### What you should do
Please reproduce the lines of the records below from the one holding "Phrase: kitten's tail" through the one holding "Phrase: castle tower", inclusive, skipping all pictures.

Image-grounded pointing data
────

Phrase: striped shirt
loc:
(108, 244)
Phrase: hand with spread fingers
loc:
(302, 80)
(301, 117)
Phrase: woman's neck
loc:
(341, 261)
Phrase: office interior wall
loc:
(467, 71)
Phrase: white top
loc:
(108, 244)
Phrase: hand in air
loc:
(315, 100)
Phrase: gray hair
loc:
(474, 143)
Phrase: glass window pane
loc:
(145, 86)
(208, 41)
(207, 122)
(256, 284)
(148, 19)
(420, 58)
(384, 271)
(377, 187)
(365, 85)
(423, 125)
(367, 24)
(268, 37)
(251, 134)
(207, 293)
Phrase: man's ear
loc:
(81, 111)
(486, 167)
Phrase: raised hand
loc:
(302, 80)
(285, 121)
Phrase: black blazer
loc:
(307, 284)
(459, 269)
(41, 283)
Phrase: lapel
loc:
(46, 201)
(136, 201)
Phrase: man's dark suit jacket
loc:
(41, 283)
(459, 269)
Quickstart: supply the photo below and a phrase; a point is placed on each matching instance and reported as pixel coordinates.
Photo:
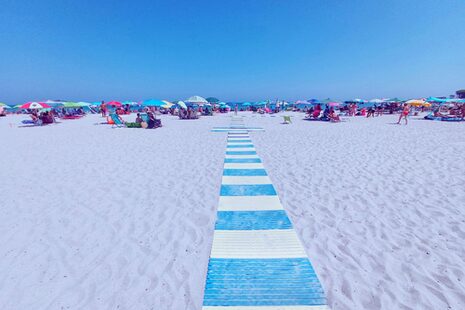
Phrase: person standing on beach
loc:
(404, 114)
(103, 109)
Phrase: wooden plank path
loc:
(257, 261)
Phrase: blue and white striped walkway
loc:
(257, 261)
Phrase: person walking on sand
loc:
(103, 109)
(404, 114)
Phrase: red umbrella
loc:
(114, 103)
(34, 105)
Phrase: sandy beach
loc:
(95, 217)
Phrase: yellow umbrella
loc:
(167, 104)
(418, 103)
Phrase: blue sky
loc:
(234, 50)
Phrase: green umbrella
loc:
(213, 100)
(74, 105)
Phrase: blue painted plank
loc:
(262, 282)
(239, 146)
(242, 160)
(265, 302)
(231, 141)
(248, 190)
(241, 153)
(252, 220)
(244, 172)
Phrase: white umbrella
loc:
(182, 105)
(197, 99)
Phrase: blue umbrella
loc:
(153, 103)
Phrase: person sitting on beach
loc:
(139, 119)
(404, 113)
(333, 116)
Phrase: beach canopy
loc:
(394, 100)
(34, 105)
(128, 102)
(417, 102)
(212, 100)
(75, 105)
(197, 99)
(167, 104)
(114, 103)
(153, 103)
(182, 104)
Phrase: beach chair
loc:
(287, 119)
(116, 121)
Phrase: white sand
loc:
(101, 218)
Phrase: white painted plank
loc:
(274, 243)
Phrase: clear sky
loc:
(232, 49)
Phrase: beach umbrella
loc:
(34, 105)
(114, 103)
(182, 104)
(129, 103)
(417, 103)
(394, 100)
(197, 99)
(75, 105)
(168, 104)
(153, 103)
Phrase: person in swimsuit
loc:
(404, 114)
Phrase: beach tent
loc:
(75, 105)
(212, 100)
(153, 103)
(114, 103)
(182, 104)
(394, 100)
(34, 105)
(436, 100)
(196, 100)
(418, 103)
(131, 103)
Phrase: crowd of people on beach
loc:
(146, 116)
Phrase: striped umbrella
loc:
(34, 105)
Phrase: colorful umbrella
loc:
(197, 99)
(34, 105)
(182, 104)
(75, 105)
(153, 103)
(114, 103)
(417, 103)
(168, 104)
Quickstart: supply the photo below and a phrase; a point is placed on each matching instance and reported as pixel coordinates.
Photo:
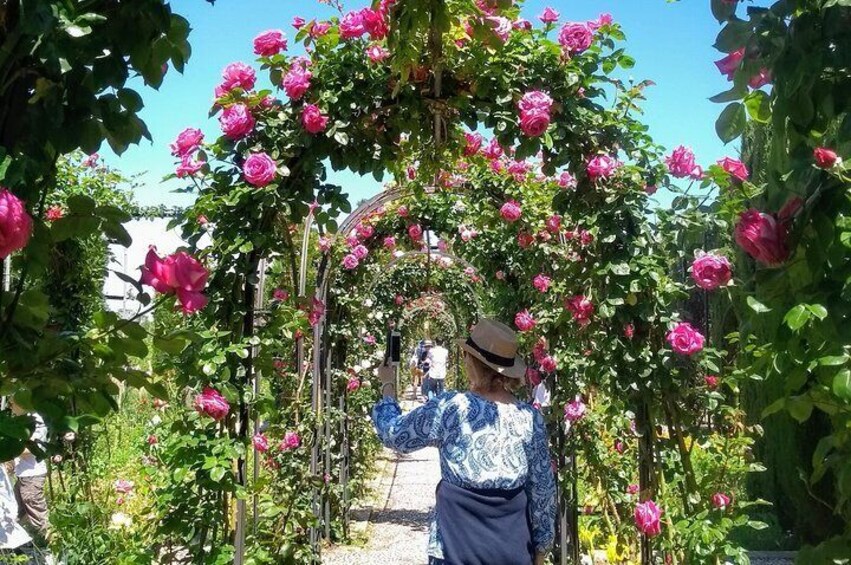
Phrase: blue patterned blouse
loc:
(483, 444)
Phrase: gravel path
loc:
(397, 532)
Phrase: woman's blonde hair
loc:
(484, 378)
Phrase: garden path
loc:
(396, 530)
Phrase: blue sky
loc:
(671, 42)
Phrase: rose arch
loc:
(500, 142)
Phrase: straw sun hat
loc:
(495, 344)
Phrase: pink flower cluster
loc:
(535, 107)
(259, 169)
(575, 410)
(15, 224)
(211, 403)
(685, 339)
(762, 237)
(510, 211)
(648, 518)
(270, 43)
(710, 271)
(179, 274)
(681, 163)
(188, 142)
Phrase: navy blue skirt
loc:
(483, 526)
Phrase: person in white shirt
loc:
(438, 357)
(12, 535)
(31, 474)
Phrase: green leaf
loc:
(797, 317)
(842, 384)
(758, 105)
(757, 306)
(731, 123)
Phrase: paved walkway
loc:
(395, 532)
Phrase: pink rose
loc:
(735, 168)
(760, 79)
(601, 167)
(524, 321)
(415, 232)
(581, 307)
(730, 64)
(259, 169)
(188, 167)
(575, 37)
(553, 224)
(270, 43)
(685, 339)
(54, 213)
(648, 518)
(291, 441)
(313, 120)
(493, 150)
(762, 237)
(709, 271)
(351, 26)
(188, 141)
(825, 158)
(364, 231)
(237, 75)
(510, 211)
(236, 121)
(350, 262)
(473, 143)
(533, 376)
(575, 410)
(566, 180)
(542, 282)
(549, 15)
(211, 403)
(360, 252)
(720, 501)
(296, 81)
(377, 53)
(681, 163)
(260, 443)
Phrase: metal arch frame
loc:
(408, 255)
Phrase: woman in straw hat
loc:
(496, 500)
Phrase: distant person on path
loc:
(31, 474)
(438, 359)
(496, 502)
(425, 366)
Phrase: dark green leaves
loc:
(731, 122)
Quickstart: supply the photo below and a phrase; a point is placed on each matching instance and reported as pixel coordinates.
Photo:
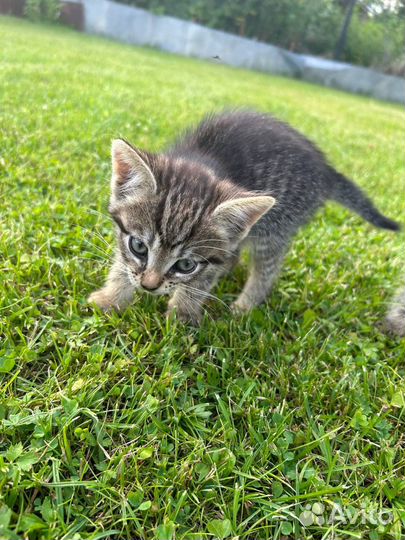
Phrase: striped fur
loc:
(239, 179)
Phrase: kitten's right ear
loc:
(131, 175)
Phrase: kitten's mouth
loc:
(154, 292)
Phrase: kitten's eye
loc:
(185, 266)
(137, 247)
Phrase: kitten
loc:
(239, 179)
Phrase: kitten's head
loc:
(176, 221)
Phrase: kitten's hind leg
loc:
(118, 291)
(266, 261)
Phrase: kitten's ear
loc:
(131, 174)
(237, 216)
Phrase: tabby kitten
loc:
(240, 179)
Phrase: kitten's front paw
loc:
(183, 316)
(239, 307)
(104, 300)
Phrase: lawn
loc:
(288, 423)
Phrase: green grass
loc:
(132, 427)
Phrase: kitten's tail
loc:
(347, 193)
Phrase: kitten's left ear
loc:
(237, 216)
(131, 174)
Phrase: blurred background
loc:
(368, 33)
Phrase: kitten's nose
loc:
(151, 281)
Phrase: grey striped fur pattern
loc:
(240, 179)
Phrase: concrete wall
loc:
(140, 27)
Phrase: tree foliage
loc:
(375, 38)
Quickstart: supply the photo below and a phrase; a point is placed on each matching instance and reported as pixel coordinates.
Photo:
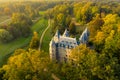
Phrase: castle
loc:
(60, 46)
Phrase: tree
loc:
(95, 25)
(5, 36)
(72, 28)
(34, 44)
(20, 25)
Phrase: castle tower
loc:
(66, 33)
(84, 37)
(57, 36)
(52, 50)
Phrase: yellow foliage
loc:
(99, 38)
(110, 37)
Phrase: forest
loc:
(99, 59)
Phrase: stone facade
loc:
(60, 46)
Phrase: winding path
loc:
(5, 21)
(44, 34)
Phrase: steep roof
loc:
(66, 33)
(57, 34)
(84, 37)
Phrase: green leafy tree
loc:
(34, 44)
(5, 36)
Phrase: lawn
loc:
(7, 49)
(2, 18)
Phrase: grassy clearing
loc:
(42, 12)
(3, 18)
(7, 49)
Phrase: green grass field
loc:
(7, 49)
(2, 18)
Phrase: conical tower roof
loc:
(66, 33)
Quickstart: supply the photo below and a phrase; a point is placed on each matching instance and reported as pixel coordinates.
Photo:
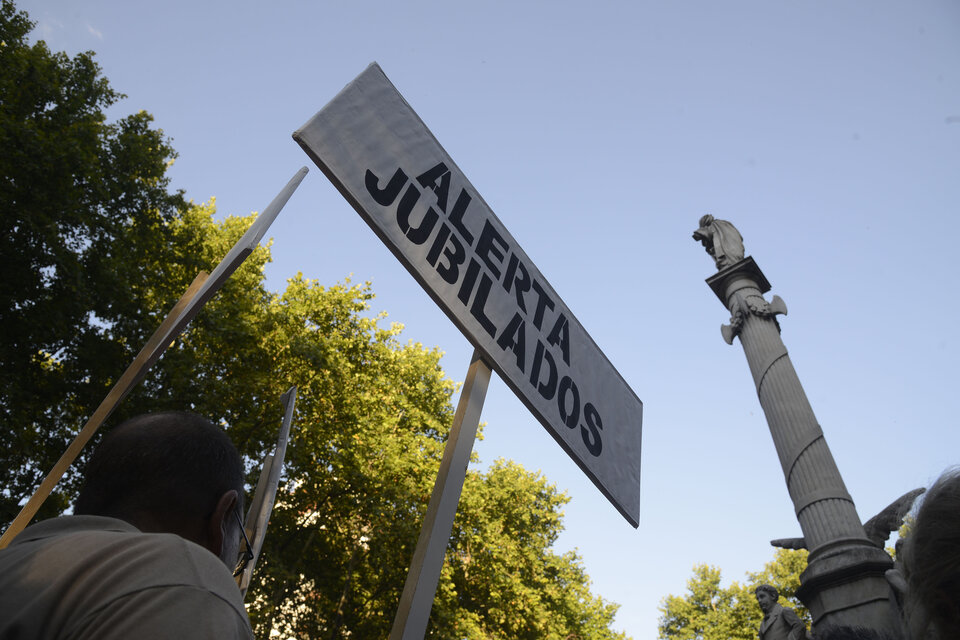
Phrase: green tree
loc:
(371, 423)
(97, 251)
(72, 185)
(709, 611)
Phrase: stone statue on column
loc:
(844, 584)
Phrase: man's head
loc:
(930, 560)
(172, 472)
(767, 596)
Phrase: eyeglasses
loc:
(247, 554)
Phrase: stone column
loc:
(844, 581)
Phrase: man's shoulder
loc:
(117, 556)
(101, 573)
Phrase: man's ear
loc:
(220, 522)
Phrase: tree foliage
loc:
(97, 250)
(72, 186)
(710, 611)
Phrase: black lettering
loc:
(479, 300)
(410, 197)
(451, 271)
(521, 284)
(561, 334)
(514, 337)
(487, 246)
(543, 300)
(569, 419)
(422, 233)
(428, 180)
(540, 356)
(466, 287)
(592, 438)
(437, 245)
(456, 216)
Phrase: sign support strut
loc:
(420, 588)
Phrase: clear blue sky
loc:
(599, 133)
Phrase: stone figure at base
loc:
(779, 623)
(721, 240)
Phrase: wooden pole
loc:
(424, 575)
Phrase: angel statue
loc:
(721, 240)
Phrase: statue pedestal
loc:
(844, 582)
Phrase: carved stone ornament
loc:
(721, 240)
(755, 304)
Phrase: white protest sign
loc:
(387, 164)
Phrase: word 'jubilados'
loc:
(477, 261)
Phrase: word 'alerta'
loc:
(477, 261)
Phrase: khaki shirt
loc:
(85, 577)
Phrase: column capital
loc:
(745, 269)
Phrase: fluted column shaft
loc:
(823, 506)
(844, 581)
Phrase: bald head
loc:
(162, 467)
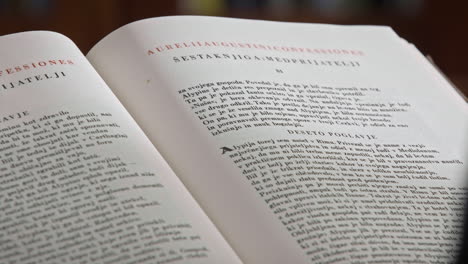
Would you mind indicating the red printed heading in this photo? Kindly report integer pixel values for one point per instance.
(254, 46)
(34, 65)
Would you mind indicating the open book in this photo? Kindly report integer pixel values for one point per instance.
(215, 140)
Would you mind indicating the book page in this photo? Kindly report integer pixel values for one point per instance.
(79, 181)
(303, 143)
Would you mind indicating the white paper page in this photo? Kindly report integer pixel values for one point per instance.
(243, 110)
(79, 181)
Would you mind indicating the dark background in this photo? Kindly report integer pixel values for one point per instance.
(437, 28)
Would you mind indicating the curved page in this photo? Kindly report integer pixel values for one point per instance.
(304, 143)
(79, 181)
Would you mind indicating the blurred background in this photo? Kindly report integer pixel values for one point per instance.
(437, 28)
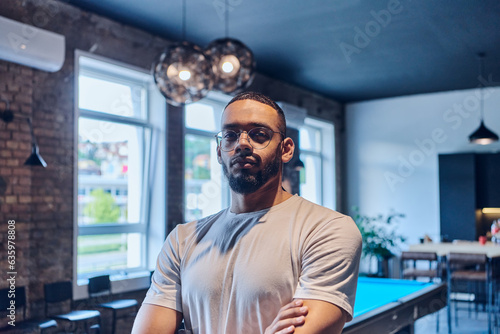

────

### Written solution
Phrase: kitten's tail
loc:
(347, 193)
Phrase: kitten's left ear
loc:
(237, 216)
(131, 174)
Phrase: blurred background
loc:
(368, 33)
Phrase: kitten's nose
loc:
(151, 281)
Phrase: grey striped fur pattern
loc:
(240, 179)
Phrase: concrete wall
loc:
(140, 27)
Phrase: tree foliage
loc:
(375, 38)
Quickstart: supply the photo below and a phrase; a point is placed on each matching instance and reported as pixel coordinates.
Photo:
Phrase: castle
loc:
(60, 46)
Phrase: tree
loc:
(95, 25)
(5, 36)
(72, 28)
(34, 44)
(20, 25)
Phrase: castle tower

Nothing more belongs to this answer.